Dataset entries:
☆ ☆ ☆ ☆

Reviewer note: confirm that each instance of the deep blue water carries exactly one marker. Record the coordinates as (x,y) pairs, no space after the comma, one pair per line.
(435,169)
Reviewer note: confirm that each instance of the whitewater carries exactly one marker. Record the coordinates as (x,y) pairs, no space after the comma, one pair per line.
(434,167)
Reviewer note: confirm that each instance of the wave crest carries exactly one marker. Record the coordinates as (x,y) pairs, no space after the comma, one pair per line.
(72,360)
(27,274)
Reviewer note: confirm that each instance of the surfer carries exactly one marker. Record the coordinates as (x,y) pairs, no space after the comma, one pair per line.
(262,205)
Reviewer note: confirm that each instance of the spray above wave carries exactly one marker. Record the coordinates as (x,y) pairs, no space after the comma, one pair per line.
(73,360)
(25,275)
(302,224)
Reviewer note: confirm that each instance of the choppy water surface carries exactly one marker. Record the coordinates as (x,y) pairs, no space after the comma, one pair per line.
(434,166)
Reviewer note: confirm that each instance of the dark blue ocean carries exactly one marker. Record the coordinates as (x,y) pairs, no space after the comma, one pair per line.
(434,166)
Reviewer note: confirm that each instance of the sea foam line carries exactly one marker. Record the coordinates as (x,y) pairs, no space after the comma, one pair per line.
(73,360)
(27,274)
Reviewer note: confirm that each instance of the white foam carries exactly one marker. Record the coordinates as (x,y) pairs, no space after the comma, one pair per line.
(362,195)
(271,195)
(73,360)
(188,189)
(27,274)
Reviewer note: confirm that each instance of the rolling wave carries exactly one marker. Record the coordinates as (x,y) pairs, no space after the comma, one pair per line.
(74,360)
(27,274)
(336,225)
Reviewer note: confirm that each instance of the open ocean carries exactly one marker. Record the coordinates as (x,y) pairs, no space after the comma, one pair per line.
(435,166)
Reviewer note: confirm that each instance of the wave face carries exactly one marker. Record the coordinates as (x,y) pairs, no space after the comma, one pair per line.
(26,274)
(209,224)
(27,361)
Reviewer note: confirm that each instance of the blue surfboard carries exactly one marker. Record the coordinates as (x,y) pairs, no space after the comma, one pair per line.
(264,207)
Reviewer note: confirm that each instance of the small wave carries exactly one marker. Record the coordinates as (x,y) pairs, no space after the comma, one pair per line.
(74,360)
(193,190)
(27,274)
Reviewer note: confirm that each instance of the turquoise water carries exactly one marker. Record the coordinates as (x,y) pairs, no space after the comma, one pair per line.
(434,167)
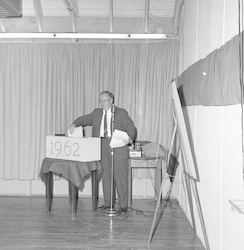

☆ ☆ ☆ ☆

Written instruction => Rewrite every line of the data above as a numbered list, leaving out blank lines and the picture.

Response to the exercise =>
1. Reviewer note: confirm that each instance of the deep blue water carries exactly one marker. Record the coordinates as (x,y) pairs, no space after the comma, one pair per line.
2. (435,169)
3. Reviewer note: confirm that each instance of the whitewater carries exactly one marker. Record the coordinates as (x,y) pairs, no space after the comma, one pair per line.
4. (434,167)
5. Reviewer note: confirm that each instance of the wave crest carries exactly one marker. Record the coordinates as (x,y) pairs, no space after the comma, one pair per line.
6. (72,360)
7. (27,274)
8. Reviewer note: confirm that each instance of the surfer carries exactly one marker. Record the coordinates as (x,y) pairs, no space after the comma, one pair per line.
9. (262,205)
10. Reviewer note: confirm that each instance of the spray above wave carries exactly one marker. Record the coordinates as (x,y) pairs, no space after the comma, one pair per line.
11. (73,360)
12. (25,275)
13. (302,224)
14. Reviewer note: confirm that each instance of the choppy water surface carries exactly one marker. Record the coordinates as (x,y) pairs, no space after the comma, one pair per line.
15. (434,166)
16. Reviewer note: confirm that each instance of the dark blue ocean carries exactly one marker. Record the coordinates as (x,y) pairs, no space after the comma, one pair per line.
17. (434,166)
18. Reviewer note: confirm that each instance of the sea foam line carries exactly one marker. Record the coordinates as (x,y) pairs, no space after the comma, one pair per line.
19. (73,360)
20. (27,274)
21. Reviewer note: confirm that each instance of the white foam carries exactly one marker. Record the coordinates as (x,y) pairs, no space after the comma, one pair per line.
22. (362,195)
23. (271,195)
24. (73,360)
25. (188,189)
26. (27,274)
27. Reviewer note: confirm that each instance of the rolling wave carries exactly one marker. Record the coordinates as (x,y) pairs, no space after the comma, one pair per line.
28. (74,360)
29. (27,274)
30. (336,225)
31. Reviewer note: confirm that each instance of the open ocean carries exactly one marker. Record the coordinates as (x,y) pairs, no space after the comma, one pair per line.
32. (435,166)
33. Reviewer note: confirm that each instance of the wave face carries exactly one marker. Record the coordinates as (x,y) pairs, no space after the comma, one pair per line.
34. (26,274)
35. (209,224)
36. (27,361)
37. Reviewer note: confirm that each instance of the blue surfboard carries exactly one marker. Record the coordinates as (x,y) pairs, no space after the comma, one pair per line.
38. (264,207)
39. Reviewer note: confirm that each instance of the small wave carries exactly one marker. Record the coordinates as (x,y) pairs, no space after the comma, one pair per line.
40. (74,360)
41. (193,190)
42. (27,274)
43. Reviewer note: confirm that each instance of the turquoise water carries exactly one marker. Record the coordinates as (x,y) pairs, no space after the comma, one pair per line.
44. (434,167)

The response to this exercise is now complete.